◆ **Work required**:
Output only the lines from the line holding "Objective — one dot on each instance of the white building" through the close of the records, exactly as they appear, with all pictures omitted.

◆ **Information provided**:
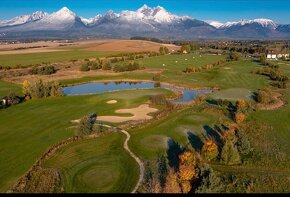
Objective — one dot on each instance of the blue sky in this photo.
(218, 10)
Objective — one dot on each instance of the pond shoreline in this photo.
(182, 94)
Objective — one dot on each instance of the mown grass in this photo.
(183, 127)
(29, 128)
(96, 165)
(49, 57)
(236, 74)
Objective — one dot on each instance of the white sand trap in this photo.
(139, 113)
(111, 102)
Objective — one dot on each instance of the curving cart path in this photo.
(137, 159)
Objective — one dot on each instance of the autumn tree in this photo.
(56, 90)
(148, 178)
(240, 104)
(186, 173)
(26, 88)
(233, 56)
(239, 117)
(162, 171)
(185, 47)
(39, 89)
(243, 143)
(263, 59)
(172, 183)
(230, 154)
(210, 182)
(209, 150)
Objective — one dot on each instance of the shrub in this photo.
(156, 77)
(239, 117)
(233, 56)
(230, 154)
(44, 70)
(263, 96)
(106, 65)
(13, 99)
(243, 143)
(209, 150)
(84, 68)
(39, 89)
(56, 90)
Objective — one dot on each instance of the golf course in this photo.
(101, 164)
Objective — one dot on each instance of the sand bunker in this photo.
(139, 113)
(111, 102)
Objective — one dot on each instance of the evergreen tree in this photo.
(230, 154)
(85, 126)
(210, 182)
(162, 171)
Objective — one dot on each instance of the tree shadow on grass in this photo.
(195, 141)
(214, 133)
(173, 151)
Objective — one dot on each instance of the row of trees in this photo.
(273, 72)
(206, 66)
(44, 70)
(41, 89)
(129, 66)
(106, 64)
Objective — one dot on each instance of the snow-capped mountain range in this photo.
(145, 21)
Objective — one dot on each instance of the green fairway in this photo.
(7, 87)
(96, 165)
(29, 128)
(279, 120)
(49, 57)
(236, 74)
(233, 94)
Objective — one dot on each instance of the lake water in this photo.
(100, 87)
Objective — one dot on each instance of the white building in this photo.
(276, 56)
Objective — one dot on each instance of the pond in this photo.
(101, 87)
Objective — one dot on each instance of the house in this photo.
(277, 55)
(5, 101)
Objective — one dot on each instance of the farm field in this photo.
(7, 87)
(49, 57)
(76, 51)
(98, 165)
(42, 123)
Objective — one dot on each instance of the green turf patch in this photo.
(29, 128)
(233, 94)
(98, 165)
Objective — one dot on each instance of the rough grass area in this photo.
(29, 128)
(183, 127)
(98, 165)
(7, 87)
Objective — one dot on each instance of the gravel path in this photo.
(137, 159)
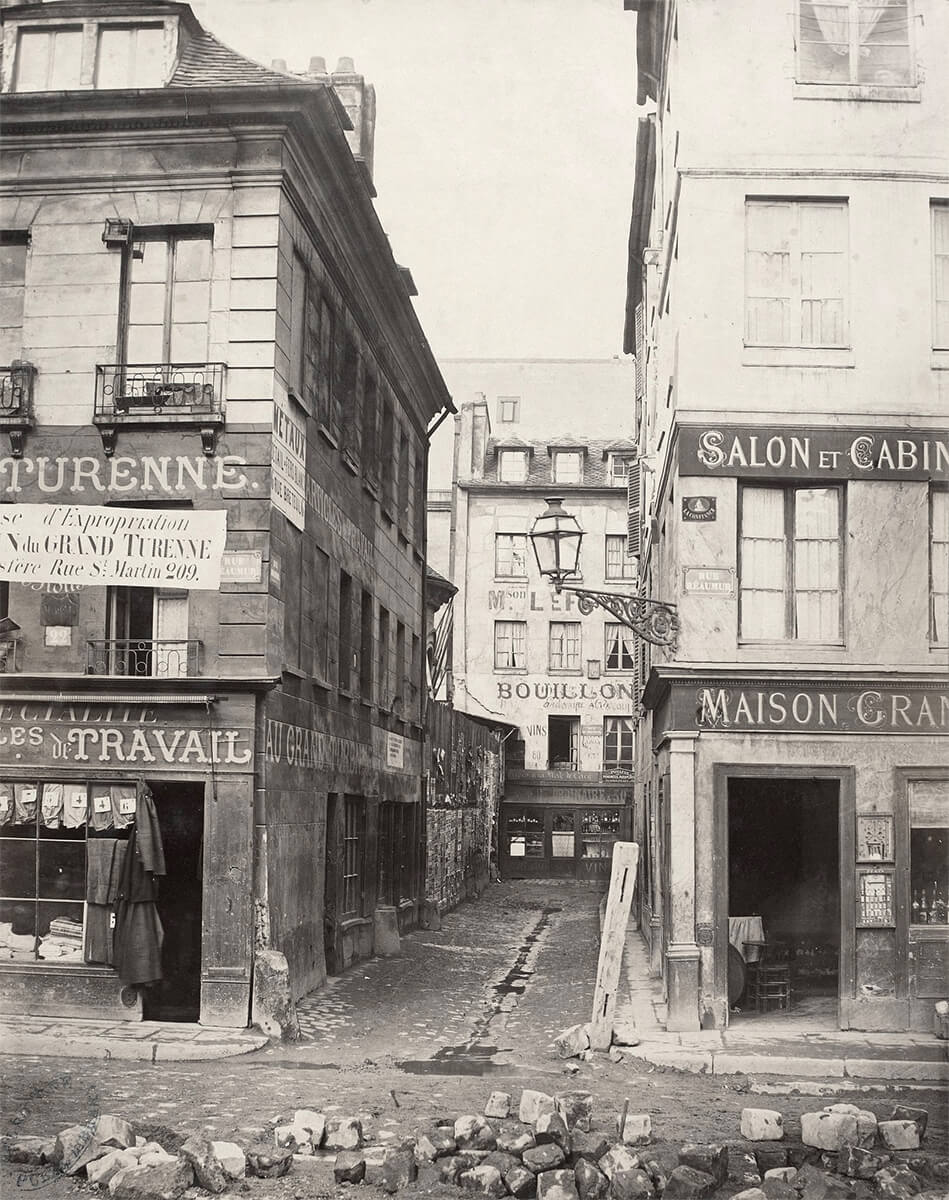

◆ **Answer below**:
Objective — one dot on each instance of the white building in this photo.
(276, 56)
Objective — one dot on each instance of the pond in this photo.
(101, 87)
Objective — one dot on each instance of the house in this photo.
(277, 55)
(5, 101)
Objective — one dot on each instance of the farm field in this photo.
(7, 87)
(49, 57)
(76, 51)
(98, 165)
(42, 123)
Objective — one dot on each instance of the green turf patch in this photo.
(29, 128)
(233, 94)
(98, 165)
Objective — one dot on each instance of the rough grass area in this photo.
(29, 128)
(183, 127)
(98, 165)
(7, 87)
Objective — one dot on each instance of the gravel path in this photo.
(137, 159)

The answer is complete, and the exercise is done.